▶ Enunciado A
Com base no excerto fornecido, explique por que quem narra não questionava a troca de roupa antes de ir à sinagoga.
▶ Enunciado B
Retome o texto sobre o machismo de Israel a partir do ponto em que ele termina e escreva a continuação.

▶ Excerto fornecido

O machismo de Israel (ou por que você só percebe a opressão às mulheres árabes) – Por Elena Judensnaider Knijnik
Bendito és Tu, A-do-nai, nosso
D-us, Rei do Universo, que não me fez mulher¹.
Este trecho faz parte da benção
matinal judaica, que é recitada todas as manhãs por judeus, enquanto judias
terminam a reza substituindo a parte destacada por que me fez conforme Sua
vontade.
Eu cresci em um ambiente judaico
praticante que, apesar de não ortodoxo, compartilhava espaços sagrados com
famílias mais religiosas. Quando criança, me disseram para recitar a frase
acima sempre ao acordar. Vi minha mãe ir ao mikvé, local em que acontece um
ritual para purificação da mulher após cada menstruação e o
nascimento de um filho. Vi minha avó usar peruca, porque judias religiosas não
podem mostrar seu cabelo natural para qualquer homem que não seja da família.
Fui convidada para casamentos de
garotas de menos de 20 anos. Ouvi de professoras de escolas judaicas que as
garotas não precisavam aprender tanto, afinal, logo casariam e teriam filhos e suas
vidas se resumiriam a isso.
Ouvi que os rabinos acompanhavam
o ciclo menstrual das mulheres e as orientavam a ter relações conjugais com
seus maridos nos dias férteis. Fui a sinagogas em que as mulheres se sentavam
de um lado e os homens de outro. Em algumas, os homens ficaram no andar
inferior, de frente à Torá (livro sagrado judaico), enquanto às mulheres
ficavam reservadas poucas cadeiras, no andar superior, de onde mal se conseguia
assistir às rezas.
Quando ia à sinagoga, eu tirava a
roupa cotidiana e me vestia de acordo com a ocasião: precisava cobrir meu corpo
entre os joelhos e os cotovelos, e para isso tinha separados camisas
três-quartos, saias que iam até depois do joelho e sapatos fechados. Eram as
"roupas de sinagoga" e eu não questionava a mudança das vestimentas,
considerando que se tratava de algo relacionado à etiqueta daquele lugar tão
diferente da minha casa.

▶ Material recolhido
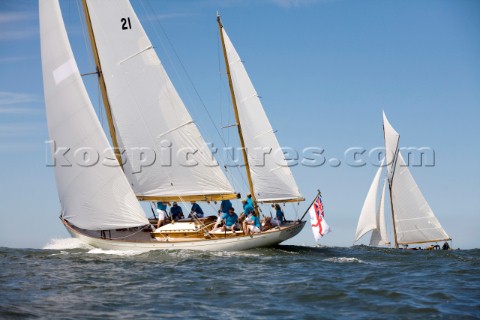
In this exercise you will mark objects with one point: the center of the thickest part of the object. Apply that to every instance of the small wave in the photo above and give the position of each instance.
(116, 252)
(344, 260)
(66, 244)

▶ Resposta escrita A
Quem narra não questionava a troca de roupa porque considerava que se tratava de algo relacionado à etiqueta da sinagoga, um lugar tão diferente de sua casa.

▶ Resposta escrita B
Mas me deixava muito chateada que
uma amiga ortodoxa da minha idade não pudesse assistir televisão comigo, e eu
achava estranho que conhecidas mais velhas estivessem em vias de se casar com
quem não conheciam.
Uma vez, ainda criança, reclamei
para minha tia que tudo aquilo não era justo. Ela me respondeu firme, sem
perceber a grande lição que estava me dando sobre relativismo cultural:
"para elas, isso é felicidade". Não pensei mais no assunto nos
anos seguintes, procurando acreditar que minha tia estava certa.
Mas ela, que é mulher e judia,
vai lutar pela Palestina?
Um familiar contou que ouviu essa
frase, relacionada a mim, vinda de um funcionário de uma instituição judaica
(não sei qual), quando teve conhecimento de que eu estava começando a militar a
favor da Palestina. Imagino que ele não soubesse que, assim como eu estava me
introduzindo e engajando na causa palestina, também me aproximava do feminismo.
A verdade é que foi ótimo ter
ouvido essa frase, pois ela me deu muito mais clareza para entender a
necessidade de lutas transversais, ou seja: não adianta lutar contra o
sionismo sem lutar contra o machismo; não adianta lutar contra o machismo sem
lutar contra o racismo e por aí vai.
As lutas se complementam. Percebi
que por ser mulher eu tinha ainda menos direito de me posicionar contra o
sionismo e suas políticas fascistas. Isso se deve, além de ao machismo
estrutural do qual os judeus não escapam, ao machismo particular reproduzido
pelo judaísmo, principalmente o ortodoxo.
Mas não é exatamente sobre isso
que quero falar.
Os grupos políticos ligados ao
judaísmo costumam se colocar no campo ideológico oposto ao do islamismo,
destacando principalmente os perigos que o extremismo islâmico pode representar
para mulheres.
Talvez, por isso, seja
surpreendente que o judaísmo não seja isento de práticas religiosas e culturais
que segregam as mulheres. A questão é: o julgamento de um grupo sobre religiões
alheias é determinado pelo poder de que o grupo dispõe.
Não, não se trata de campo
ideológico. Trata-se de poder: ainda que a maior parte das religiões
monoteístas seja patriarcal, quem tem poder, tem legitimidade para exercer o
machismo; quem tem mais poder ainda, pode exercer o machismo sem ser condenado
internacionalmente.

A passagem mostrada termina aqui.